Given instruction:
Every entry must be given again exactly.

++++ Provided entries ++++

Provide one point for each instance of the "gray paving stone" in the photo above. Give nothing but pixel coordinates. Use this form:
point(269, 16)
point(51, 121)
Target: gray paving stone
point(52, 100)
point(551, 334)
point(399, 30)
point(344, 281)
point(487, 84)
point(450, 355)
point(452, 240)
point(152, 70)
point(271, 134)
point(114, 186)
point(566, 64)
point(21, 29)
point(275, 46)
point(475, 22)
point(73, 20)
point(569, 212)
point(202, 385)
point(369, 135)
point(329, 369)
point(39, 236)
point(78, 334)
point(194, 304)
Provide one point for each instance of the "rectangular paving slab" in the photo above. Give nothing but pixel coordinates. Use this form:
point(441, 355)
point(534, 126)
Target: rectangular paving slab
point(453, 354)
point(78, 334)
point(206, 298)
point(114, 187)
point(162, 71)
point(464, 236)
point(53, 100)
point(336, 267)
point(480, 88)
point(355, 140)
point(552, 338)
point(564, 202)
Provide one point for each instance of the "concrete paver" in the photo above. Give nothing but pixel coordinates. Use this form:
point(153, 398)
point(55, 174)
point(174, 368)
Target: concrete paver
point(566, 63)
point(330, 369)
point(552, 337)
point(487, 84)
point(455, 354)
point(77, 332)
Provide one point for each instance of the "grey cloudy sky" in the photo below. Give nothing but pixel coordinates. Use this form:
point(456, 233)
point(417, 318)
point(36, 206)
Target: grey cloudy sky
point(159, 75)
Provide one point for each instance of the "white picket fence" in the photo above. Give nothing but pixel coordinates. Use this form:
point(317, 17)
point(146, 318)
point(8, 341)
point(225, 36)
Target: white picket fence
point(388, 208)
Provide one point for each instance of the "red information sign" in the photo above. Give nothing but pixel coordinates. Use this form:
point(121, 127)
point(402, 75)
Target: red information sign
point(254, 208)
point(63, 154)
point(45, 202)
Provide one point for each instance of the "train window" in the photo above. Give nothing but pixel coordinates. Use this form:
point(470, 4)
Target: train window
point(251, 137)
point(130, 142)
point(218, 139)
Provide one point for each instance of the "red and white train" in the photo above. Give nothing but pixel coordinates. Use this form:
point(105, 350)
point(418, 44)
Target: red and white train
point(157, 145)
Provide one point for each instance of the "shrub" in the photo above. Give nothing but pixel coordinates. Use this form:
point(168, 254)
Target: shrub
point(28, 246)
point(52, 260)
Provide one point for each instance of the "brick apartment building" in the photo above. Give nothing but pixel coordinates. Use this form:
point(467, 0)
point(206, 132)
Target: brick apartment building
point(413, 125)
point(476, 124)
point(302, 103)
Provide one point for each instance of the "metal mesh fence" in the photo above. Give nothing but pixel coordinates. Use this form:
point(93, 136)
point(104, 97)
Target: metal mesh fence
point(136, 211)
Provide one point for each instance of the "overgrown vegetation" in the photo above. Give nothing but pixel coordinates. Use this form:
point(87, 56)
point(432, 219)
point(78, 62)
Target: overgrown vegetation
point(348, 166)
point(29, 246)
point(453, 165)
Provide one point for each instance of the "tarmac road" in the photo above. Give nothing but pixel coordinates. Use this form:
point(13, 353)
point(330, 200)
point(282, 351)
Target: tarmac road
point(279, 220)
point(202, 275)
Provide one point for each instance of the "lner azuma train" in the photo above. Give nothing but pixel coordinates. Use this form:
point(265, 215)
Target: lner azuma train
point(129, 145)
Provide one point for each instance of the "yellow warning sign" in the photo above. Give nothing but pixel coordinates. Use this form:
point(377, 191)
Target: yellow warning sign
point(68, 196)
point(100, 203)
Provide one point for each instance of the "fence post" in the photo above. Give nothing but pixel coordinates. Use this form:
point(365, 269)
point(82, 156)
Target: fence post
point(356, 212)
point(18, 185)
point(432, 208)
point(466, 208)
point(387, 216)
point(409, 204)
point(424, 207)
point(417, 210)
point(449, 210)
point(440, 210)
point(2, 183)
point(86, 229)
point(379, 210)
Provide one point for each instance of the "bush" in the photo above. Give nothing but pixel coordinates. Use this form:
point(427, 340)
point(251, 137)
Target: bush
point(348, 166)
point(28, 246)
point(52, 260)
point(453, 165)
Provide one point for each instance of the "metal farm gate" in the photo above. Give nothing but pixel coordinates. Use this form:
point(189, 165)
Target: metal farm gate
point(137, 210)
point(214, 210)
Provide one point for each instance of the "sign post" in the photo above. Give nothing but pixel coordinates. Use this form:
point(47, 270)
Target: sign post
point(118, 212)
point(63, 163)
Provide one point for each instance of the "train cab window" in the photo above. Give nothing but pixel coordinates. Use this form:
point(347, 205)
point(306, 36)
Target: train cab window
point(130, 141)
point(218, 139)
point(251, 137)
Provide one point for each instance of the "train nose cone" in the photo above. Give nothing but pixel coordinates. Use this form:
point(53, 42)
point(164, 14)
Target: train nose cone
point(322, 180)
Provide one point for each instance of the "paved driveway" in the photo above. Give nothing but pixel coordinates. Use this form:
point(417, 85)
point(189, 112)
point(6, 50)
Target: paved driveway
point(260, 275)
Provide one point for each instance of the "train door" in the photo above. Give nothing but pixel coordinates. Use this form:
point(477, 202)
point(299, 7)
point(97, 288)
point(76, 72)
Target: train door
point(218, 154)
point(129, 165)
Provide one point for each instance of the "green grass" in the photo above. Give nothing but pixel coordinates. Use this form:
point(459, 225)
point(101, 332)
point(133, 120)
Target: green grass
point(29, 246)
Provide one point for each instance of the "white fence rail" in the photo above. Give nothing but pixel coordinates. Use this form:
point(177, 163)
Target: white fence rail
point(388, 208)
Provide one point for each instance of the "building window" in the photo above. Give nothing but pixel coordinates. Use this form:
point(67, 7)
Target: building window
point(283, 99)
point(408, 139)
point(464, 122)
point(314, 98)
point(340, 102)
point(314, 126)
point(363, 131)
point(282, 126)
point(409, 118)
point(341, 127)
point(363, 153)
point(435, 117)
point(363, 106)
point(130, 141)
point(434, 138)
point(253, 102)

++++

Exercise solution:
Provide one point for each instance of the "gray paving stone" in the photo above. Give nothing but pixel coordinates. Use this form:
point(269, 16)
point(51, 121)
Target: gray paving stone
point(52, 100)
point(551, 334)
point(399, 30)
point(344, 281)
point(487, 84)
point(450, 355)
point(452, 240)
point(152, 70)
point(271, 134)
point(114, 186)
point(566, 64)
point(21, 29)
point(275, 46)
point(475, 22)
point(73, 20)
point(569, 212)
point(202, 385)
point(369, 135)
point(329, 369)
point(39, 236)
point(78, 334)
point(194, 304)
Provide one point for each instance of the "rectangular paving slab" in the photo above. Give nothing but pixel coordinates. Use this form:
point(441, 355)
point(534, 126)
Target: rectangular paving slab
point(453, 354)
point(78, 334)
point(206, 298)
point(114, 187)
point(162, 71)
point(464, 236)
point(53, 100)
point(336, 267)
point(480, 88)
point(355, 140)
point(552, 338)
point(564, 202)
Provide one point for each instance of the "concrete paver" in the photo above. Give nothing but pixel coordinates. Use this form:
point(153, 398)
point(55, 174)
point(174, 368)
Target: concrete paver
point(566, 63)
point(330, 369)
point(552, 337)
point(487, 84)
point(455, 354)
point(77, 332)
Provide one point for each instance of the "grey cloudy sky" in the photo below. Give nothing but pixel coordinates. Use this form:
point(456, 233)
point(417, 318)
point(36, 206)
Target: grey cloudy sky
point(159, 75)
Provide one point for each instance of the "white picket fence" in the photo above. Give nothing but pixel coordinates. Use this form:
point(317, 17)
point(146, 318)
point(8, 341)
point(225, 36)
Target: white picket fence
point(388, 208)
Provide one point for each instance of the "red information sign" in the photo above. Give nothing but pixel coordinates. Use this form:
point(121, 127)
point(402, 75)
Target: red information sign
point(254, 208)
point(63, 154)
point(45, 202)
Provide one point for each instance of the "train window" in the photo above. Give nothing but pixel coordinates. Use this form:
point(470, 4)
Target: train window
point(251, 137)
point(130, 142)
point(218, 139)
Provide one point for each instance of the "red and white train" in the photo above. Give nothing but pixel coordinates. Use this form:
point(105, 350)
point(418, 44)
Target: red and white train
point(157, 145)
Provide one point for each instance of the "shrub" in the photo above. Give nothing but pixel coordinates. Use this form:
point(168, 254)
Target: shrub
point(28, 246)
point(52, 260)
Provide one point for each instance of the "brick apartment building" in the photo above. Give nothing but pixel coordinates. Use this form:
point(467, 0)
point(206, 132)
Target: brick apartment building
point(413, 125)
point(476, 124)
point(302, 103)
Provide one point for each instance of the "metal mesh fence" in the photo above. Give nothing but pixel coordinates. Use this form:
point(93, 136)
point(104, 97)
Target: metal mesh fence
point(136, 211)
Provide one point for each instance of the "overgrown vegetation" in the photo above. Give nothing but pixel coordinates. Use this form:
point(87, 56)
point(432, 219)
point(78, 62)
Target: overgrown vegetation
point(348, 166)
point(29, 246)
point(453, 165)
Provide one point for each instance of the "tarmac road" in the photo above. Give nothing but pixel coordinates. Use this form:
point(13, 353)
point(330, 200)
point(282, 351)
Target: tarmac road
point(279, 220)
point(202, 275)
Provide one point for each instance of the "lner azuma train" in the photo above. Give nothing but pixel coordinates. Use this form:
point(265, 215)
Target: lner azuma train
point(129, 145)
Provide one point for each instance of the "yellow warning sign" in the photo above. Give nothing but pixel coordinates. Use this form:
point(377, 191)
Target: yellow warning sign
point(68, 196)
point(100, 203)
Provide one point for each instance of the "fence post" in the photo above. Give nothing but pixel coordinates. Use this form:
point(365, 269)
point(82, 156)
Target: fence post
point(356, 212)
point(18, 185)
point(432, 208)
point(466, 208)
point(387, 216)
point(409, 204)
point(424, 207)
point(417, 210)
point(449, 210)
point(440, 210)
point(2, 183)
point(86, 229)
point(379, 210)
Provide one point for each instance of the "bush" in the photo above. Give nothing but pixel coordinates. Use this form:
point(427, 340)
point(251, 137)
Target: bush
point(348, 166)
point(28, 246)
point(52, 260)
point(453, 165)
Provide one point for each instance of the "metal farm gate" in the photo above. Give nothing but pixel coordinates. Use this form:
point(189, 165)
Target: metal farm gate
point(137, 210)
point(214, 210)
Provide one point for each instance of the "sign post" in the photo above. Give nothing but pixel coordinates. Use this form:
point(47, 270)
Target: sign post
point(118, 212)
point(63, 163)
Provide one point for each instance of the "train cab window" in the photo above. Give nothing but pixel coordinates. Use this form:
point(347, 205)
point(306, 36)
Target: train cab window
point(130, 141)
point(218, 139)
point(251, 137)
Provide one point for each instance of the "train nose cone" in the photo above. Give nothing but pixel coordinates. Use this form:
point(53, 42)
point(164, 14)
Target: train nose cone
point(322, 180)
Provide one point for each instance of the "paved driveway" in the photo above. Give nothing but pixel coordinates. Use this form:
point(417, 85)
point(189, 112)
point(6, 50)
Target: paved driveway
point(260, 275)
Provide one point for each instance of the "train door" in the photo above. Give nothing but pixel coordinates. Use this form:
point(477, 202)
point(299, 7)
point(97, 288)
point(76, 72)
Target: train door
point(218, 154)
point(129, 165)
Provide one point for each instance of the "green grass" in the photo above. Give nothing but pixel coordinates. Use this form:
point(459, 225)
point(101, 332)
point(133, 120)
Target: green grass
point(29, 246)
Provide one point for each instance of the "white fence rail" in the photo above. Give nothing but pixel coordinates. Use this form:
point(177, 163)
Target: white fence rail
point(388, 208)
Provide one point for each instance of the "building window" in the photo above. Give nothing but pixel coordinates. Use this form:
point(67, 7)
Target: building window
point(283, 99)
point(408, 139)
point(464, 122)
point(314, 98)
point(340, 102)
point(314, 126)
point(363, 131)
point(282, 126)
point(409, 118)
point(341, 127)
point(363, 153)
point(435, 117)
point(363, 106)
point(130, 141)
point(434, 138)
point(253, 102)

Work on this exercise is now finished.